At the ranch, tonight, because it is cold, I should have moonshine: with hot water and lemon and sugar, and a bit of cinnamon. And I should light my little stove in the bedroom, and let it roar a bit, sucking the wind. Then dark to bed, with all the ghosts of the ranch cosily round me. Waking, I shall look at once through the glass panels of the bedroom door, and see the trunk of the great pine tree, and a low star just coming over the mountain, very brilliant, like someone swinging an electric lantern.
D.H. Lawrence, Mornings in Mexico
Borrowing its title from Lawrence's book of wanderings in New Mexico, so full of evocative essays that often seem to waver between beauty and brutality, Moonshine and Lemon is a similarly equivocal literary and culinary adventure: a meandering of thought across text and image; but also a slit in the umbrella of intellectual orthodoxy which pronounces an unbridgeable divide between the gay science and the joy of cooking.

### Material shown
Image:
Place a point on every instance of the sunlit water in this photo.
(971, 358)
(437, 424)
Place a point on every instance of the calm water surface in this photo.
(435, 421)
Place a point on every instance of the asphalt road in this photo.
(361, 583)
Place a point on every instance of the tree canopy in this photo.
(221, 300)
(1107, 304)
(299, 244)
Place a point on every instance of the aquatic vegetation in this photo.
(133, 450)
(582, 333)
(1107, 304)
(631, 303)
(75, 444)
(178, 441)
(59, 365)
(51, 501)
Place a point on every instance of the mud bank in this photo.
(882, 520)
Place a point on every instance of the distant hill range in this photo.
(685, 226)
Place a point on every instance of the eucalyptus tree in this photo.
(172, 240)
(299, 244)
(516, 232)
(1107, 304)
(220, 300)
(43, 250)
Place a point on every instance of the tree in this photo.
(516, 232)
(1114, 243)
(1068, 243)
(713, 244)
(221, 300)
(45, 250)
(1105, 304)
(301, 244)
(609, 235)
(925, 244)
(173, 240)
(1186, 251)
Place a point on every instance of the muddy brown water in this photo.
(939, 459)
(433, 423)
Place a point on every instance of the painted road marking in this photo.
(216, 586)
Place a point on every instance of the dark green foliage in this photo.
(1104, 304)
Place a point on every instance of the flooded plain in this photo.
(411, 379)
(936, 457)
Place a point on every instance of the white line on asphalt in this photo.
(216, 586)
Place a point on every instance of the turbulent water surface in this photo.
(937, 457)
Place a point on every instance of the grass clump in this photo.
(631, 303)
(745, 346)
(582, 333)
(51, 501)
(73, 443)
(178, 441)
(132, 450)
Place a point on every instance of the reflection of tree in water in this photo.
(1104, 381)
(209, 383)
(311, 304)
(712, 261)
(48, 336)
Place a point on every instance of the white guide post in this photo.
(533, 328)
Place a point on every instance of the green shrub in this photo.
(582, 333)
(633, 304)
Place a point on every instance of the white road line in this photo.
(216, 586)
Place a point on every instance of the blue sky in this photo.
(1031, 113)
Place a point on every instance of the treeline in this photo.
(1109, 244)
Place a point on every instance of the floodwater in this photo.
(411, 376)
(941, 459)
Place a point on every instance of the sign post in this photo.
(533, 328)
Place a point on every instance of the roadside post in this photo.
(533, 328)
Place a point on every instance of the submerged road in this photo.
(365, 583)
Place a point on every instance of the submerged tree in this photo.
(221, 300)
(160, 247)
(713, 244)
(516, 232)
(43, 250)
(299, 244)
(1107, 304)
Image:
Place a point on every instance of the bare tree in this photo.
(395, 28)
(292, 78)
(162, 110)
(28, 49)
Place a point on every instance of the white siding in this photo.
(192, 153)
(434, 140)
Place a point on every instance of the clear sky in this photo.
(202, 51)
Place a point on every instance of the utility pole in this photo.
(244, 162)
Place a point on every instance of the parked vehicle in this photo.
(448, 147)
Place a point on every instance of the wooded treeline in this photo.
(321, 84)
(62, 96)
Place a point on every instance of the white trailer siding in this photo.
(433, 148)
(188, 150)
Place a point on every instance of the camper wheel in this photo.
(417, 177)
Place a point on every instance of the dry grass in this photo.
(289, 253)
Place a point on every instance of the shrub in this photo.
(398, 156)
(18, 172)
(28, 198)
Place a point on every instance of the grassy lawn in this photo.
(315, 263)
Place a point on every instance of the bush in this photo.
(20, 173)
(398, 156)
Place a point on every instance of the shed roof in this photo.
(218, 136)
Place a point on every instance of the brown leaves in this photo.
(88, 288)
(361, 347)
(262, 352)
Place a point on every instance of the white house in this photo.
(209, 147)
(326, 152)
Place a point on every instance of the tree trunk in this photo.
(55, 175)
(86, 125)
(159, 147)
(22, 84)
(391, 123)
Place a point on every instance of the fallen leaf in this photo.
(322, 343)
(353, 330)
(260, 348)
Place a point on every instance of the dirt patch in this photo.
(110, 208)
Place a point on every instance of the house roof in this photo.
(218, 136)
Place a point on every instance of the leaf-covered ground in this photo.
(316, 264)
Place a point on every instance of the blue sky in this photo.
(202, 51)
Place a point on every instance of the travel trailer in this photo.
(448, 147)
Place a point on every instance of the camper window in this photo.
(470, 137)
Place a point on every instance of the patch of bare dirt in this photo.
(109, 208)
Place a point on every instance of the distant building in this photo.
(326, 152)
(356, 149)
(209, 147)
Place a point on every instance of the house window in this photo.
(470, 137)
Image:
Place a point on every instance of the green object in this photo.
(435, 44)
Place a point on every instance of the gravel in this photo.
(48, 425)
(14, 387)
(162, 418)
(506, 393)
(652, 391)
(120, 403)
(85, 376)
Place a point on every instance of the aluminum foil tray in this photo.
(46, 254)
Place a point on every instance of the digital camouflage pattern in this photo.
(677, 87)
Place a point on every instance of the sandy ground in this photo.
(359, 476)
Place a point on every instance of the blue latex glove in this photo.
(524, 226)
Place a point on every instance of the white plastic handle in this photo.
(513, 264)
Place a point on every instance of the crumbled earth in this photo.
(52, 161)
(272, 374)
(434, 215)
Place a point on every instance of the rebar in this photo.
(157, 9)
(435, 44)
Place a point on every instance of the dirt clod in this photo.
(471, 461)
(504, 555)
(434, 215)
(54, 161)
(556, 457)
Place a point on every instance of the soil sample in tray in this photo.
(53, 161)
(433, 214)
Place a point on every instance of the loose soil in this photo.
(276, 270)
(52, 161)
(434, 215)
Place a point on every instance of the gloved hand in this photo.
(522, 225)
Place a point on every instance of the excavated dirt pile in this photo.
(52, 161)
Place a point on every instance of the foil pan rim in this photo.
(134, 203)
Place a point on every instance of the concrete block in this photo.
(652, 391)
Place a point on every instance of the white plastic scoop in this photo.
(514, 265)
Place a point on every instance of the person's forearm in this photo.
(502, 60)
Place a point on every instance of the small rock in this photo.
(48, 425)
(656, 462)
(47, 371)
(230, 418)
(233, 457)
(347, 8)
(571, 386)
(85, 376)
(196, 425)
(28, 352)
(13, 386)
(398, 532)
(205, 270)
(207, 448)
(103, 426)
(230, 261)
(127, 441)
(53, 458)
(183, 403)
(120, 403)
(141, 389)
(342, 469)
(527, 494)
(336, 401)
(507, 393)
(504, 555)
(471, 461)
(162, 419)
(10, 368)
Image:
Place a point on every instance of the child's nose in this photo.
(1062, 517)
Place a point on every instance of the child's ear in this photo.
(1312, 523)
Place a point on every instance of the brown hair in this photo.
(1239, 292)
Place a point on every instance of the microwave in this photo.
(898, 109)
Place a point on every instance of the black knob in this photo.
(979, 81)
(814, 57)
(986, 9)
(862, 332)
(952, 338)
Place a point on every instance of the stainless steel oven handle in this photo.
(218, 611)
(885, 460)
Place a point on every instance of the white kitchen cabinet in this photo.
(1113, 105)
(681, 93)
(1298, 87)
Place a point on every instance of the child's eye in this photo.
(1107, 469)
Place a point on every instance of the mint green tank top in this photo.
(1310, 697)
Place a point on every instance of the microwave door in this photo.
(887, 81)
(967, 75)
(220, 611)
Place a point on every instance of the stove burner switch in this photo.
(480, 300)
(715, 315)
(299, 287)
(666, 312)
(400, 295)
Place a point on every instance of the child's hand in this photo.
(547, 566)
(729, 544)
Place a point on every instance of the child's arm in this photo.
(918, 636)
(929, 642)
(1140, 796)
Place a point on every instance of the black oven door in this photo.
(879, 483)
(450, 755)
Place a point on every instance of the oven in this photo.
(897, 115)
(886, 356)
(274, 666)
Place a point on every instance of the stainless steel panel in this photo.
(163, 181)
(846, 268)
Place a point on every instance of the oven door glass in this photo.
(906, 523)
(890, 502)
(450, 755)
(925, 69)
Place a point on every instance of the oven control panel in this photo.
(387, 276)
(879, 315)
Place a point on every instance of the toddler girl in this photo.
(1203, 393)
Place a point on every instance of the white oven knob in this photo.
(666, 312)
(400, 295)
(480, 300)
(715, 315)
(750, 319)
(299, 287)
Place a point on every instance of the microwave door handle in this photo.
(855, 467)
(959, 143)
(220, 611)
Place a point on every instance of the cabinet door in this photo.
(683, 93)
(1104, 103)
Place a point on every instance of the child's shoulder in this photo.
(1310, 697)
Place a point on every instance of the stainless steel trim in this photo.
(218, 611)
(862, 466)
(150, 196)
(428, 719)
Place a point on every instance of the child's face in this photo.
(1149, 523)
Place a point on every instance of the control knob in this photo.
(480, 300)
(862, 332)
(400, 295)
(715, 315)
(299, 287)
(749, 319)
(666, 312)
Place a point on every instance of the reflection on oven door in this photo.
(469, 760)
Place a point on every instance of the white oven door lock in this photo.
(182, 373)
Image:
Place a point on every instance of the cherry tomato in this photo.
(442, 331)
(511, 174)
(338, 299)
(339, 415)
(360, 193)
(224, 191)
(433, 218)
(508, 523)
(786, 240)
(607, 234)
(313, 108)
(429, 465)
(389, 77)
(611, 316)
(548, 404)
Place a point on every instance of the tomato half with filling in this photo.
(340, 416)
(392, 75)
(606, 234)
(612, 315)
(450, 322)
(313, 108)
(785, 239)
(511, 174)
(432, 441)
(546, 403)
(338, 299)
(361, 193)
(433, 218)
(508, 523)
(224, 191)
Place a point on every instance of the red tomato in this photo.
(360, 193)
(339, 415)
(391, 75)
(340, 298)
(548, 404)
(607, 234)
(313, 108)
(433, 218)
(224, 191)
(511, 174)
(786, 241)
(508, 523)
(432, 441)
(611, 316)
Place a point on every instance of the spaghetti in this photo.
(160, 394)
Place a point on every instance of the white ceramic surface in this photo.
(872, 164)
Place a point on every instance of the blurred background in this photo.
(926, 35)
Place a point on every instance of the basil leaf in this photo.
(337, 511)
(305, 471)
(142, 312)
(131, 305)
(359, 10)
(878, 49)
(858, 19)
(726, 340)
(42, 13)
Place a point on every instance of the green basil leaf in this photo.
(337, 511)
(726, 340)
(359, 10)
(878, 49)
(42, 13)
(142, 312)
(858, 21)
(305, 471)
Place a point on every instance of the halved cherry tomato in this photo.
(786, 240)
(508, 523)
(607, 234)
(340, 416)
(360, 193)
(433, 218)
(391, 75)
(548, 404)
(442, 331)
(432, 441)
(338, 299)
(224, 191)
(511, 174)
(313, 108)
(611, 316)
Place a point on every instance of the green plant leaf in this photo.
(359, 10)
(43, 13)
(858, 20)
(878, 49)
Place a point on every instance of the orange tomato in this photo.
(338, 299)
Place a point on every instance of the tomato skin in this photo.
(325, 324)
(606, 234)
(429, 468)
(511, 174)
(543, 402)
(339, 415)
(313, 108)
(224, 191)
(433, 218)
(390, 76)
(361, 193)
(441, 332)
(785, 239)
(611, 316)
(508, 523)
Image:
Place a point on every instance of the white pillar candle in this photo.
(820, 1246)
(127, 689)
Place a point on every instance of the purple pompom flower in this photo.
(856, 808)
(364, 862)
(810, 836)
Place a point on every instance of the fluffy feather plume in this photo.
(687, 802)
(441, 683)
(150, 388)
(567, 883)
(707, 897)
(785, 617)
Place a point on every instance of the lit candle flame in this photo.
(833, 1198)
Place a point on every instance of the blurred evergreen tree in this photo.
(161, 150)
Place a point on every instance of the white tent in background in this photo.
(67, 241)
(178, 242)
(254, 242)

### Exercise set
1 > Reproduce the Moonshine and Lemon passage word for word, from "At the ranch, tonight, because" to "an electric lantern.".
2 > Extend the Moonshine and Lemon passage, picking up after its final sentence.

### Answers below
1 >
At the ranch, tonight, because it is cold, I should have moonshine: with hot water and lemon and sugar, and a bit of cinnamon. And I should light my little stove in the bedroom, and let it roar a bit, sucking the wind. Then dark to bed, with all the ghosts of the ranch cosily round me. Waking, I shall look at once through the glass panels of the bedroom door, and see the trunk of the great pine tree, and a low star just coming over the mountain, very brilliant, like someone swinging an electric lantern.

2 >
I find nothing therapeutic, orderly even, about reading or cooking; neither is intended to improve my life, to make me a better or worse person, to comfort me. Cooking, like reading, is a pleasure to be had, sometimes a painful pleasure. As Roland Barthes writes, "I am interested in language because it wounds or seduces me". Reading, writing, cooking are nothing more than a performance, a festive relation to ideas; and the person behind this blog... nothing more that a persona. The point is to make bold. And to give pleasure.